◆ Reading passage:
(begin)
Part 1 - 5/13/18
Preliminary Findings
A pre-earnings straddle is an options trading strategy comprised of an at-the-money call and an at-the-money put. Since both the call and the put are at-the-money, it is a non-directional strategy aiming to profit off volatility. The strategy is executed by buying the pair of options sometime roughly a week before earnings and selling them just prior to the actual earnings report - the idea being that the increased volatility around earnings is not always accounted for by time decay and you can profit off this without the risk of actually holding positions during earnings. The way you lose, however, is if the time decay of the options price is not offset by unaccounted for volatility.
Post-Selection
Like most get rich quick schemes, I have a hunch that this strategy is too good to be true, despite claims made by Capital Market Laboratories (see here). I believe the reason CML is able to make videos showing empirically tested winning strategies is simply post-selection bias, or the ability to look back on a whole bunch of statistical tests and selectively choose which ones to report (i.e. p-hacking).
For example, if we implement a pre-earnings straddle on the FANG stocks (Facebook, Amazon, Netflix, Google) over the past five years, we find average returns of 56% (shown below).
Backtest
If pre-earnings straddles are indeed a good investment strategy, we should expect them to work, on average, for an unbiased sample of companies. To test this hypothesis, I chose 20 stocks quasi-randomly (alphabetically) from the S&P 100 and backtested a pre-earnings strategy on them for the year 2016. Note, the data for this analysis was downloaded using CML Trade Machine. The year 2016 was chosen randomly from the past five years.
Not surprisingly, I find an average return of -8% (shown below). Not only does the strategy not beat the market, it actually lost money!
(end)
◆ Material supplied:
(begin)
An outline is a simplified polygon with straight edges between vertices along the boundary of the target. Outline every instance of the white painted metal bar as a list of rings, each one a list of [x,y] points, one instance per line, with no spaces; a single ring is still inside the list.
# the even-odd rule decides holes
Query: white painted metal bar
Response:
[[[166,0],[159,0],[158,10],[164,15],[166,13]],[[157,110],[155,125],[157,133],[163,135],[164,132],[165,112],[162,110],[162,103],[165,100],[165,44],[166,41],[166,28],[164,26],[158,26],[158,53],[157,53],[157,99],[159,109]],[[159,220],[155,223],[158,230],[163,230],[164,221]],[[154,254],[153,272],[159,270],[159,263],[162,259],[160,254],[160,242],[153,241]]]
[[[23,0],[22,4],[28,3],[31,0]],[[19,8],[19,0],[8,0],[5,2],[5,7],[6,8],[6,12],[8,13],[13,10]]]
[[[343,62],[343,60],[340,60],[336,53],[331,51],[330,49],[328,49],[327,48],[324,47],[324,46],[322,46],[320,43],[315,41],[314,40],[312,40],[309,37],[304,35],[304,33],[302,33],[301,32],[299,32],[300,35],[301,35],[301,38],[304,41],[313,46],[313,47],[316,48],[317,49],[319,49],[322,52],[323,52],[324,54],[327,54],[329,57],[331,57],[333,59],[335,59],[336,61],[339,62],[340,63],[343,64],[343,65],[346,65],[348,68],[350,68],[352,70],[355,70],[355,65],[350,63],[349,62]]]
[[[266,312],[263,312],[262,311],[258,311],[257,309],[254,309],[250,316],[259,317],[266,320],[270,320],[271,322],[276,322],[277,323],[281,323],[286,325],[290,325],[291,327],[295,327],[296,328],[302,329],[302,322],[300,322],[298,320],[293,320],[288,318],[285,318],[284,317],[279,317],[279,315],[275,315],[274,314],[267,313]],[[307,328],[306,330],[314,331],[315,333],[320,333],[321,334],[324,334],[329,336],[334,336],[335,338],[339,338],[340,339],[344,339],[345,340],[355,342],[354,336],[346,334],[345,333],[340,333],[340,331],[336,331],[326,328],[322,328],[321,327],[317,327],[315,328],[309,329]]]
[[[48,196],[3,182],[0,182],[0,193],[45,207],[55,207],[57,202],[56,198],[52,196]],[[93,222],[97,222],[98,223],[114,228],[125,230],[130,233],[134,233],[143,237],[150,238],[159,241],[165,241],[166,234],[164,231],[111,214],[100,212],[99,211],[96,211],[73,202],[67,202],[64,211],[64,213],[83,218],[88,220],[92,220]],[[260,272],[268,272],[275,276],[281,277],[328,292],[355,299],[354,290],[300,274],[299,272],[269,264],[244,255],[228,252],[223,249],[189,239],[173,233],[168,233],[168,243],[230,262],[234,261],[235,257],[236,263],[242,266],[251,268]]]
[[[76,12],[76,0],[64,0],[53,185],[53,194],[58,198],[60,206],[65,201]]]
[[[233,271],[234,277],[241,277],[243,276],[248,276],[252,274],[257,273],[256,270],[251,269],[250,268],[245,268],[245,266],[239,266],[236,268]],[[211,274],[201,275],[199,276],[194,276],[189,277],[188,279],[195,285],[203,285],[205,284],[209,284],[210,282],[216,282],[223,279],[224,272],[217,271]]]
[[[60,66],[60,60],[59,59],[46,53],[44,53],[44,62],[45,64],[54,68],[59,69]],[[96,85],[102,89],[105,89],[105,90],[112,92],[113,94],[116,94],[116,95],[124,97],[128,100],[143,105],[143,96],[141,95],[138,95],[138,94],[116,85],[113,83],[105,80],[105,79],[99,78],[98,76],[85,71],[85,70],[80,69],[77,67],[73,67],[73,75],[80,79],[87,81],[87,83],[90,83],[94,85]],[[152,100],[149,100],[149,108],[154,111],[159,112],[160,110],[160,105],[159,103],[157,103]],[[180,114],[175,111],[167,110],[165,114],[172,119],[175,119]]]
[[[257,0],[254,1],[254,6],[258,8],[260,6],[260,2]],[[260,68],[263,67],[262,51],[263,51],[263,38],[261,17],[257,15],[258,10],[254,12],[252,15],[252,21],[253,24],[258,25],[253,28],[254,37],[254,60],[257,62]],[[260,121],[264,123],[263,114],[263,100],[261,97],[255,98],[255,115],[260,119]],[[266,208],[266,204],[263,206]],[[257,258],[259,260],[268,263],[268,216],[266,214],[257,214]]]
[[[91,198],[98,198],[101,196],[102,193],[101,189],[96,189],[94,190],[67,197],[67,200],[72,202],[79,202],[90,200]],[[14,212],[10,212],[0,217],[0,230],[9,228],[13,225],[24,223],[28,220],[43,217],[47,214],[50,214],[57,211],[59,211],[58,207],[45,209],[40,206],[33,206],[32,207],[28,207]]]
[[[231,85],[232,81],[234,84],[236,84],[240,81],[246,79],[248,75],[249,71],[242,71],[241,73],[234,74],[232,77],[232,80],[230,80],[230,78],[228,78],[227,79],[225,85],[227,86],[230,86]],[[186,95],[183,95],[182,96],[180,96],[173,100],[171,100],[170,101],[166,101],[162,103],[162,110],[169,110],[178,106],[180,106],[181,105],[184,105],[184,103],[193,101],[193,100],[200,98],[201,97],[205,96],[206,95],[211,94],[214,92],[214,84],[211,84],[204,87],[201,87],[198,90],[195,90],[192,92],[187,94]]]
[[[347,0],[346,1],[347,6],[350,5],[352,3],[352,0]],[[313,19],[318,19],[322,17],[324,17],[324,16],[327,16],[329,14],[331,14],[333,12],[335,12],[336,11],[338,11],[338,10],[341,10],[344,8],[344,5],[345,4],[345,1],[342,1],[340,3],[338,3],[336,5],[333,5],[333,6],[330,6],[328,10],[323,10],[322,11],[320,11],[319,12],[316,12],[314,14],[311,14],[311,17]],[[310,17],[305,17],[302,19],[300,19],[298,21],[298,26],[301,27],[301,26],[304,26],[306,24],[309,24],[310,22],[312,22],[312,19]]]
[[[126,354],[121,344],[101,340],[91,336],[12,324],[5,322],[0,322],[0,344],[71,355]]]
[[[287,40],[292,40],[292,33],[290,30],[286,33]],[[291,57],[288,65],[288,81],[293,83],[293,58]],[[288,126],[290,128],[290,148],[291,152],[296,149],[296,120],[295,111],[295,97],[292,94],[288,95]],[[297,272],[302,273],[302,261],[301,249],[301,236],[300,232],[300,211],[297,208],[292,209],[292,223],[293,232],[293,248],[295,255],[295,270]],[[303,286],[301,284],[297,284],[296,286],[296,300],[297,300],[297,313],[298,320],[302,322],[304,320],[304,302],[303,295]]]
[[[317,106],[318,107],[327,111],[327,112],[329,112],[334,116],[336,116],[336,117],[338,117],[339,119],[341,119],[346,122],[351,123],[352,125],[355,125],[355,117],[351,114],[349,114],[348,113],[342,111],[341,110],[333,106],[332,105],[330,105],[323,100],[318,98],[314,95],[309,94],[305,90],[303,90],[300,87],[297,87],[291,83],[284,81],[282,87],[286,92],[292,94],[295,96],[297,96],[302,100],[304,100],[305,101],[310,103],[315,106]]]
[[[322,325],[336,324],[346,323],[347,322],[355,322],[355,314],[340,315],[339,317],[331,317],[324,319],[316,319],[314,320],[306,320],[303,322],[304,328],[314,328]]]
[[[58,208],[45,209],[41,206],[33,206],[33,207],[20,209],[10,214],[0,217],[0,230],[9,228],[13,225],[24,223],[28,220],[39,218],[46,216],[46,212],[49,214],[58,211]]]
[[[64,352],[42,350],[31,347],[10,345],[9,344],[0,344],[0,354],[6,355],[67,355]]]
(end)
List the companies that the text on pre-earnings straddles names as the FANG stocks. The data after the text are not needed for this exercise.

Facebook, Amazon, Netflix, Google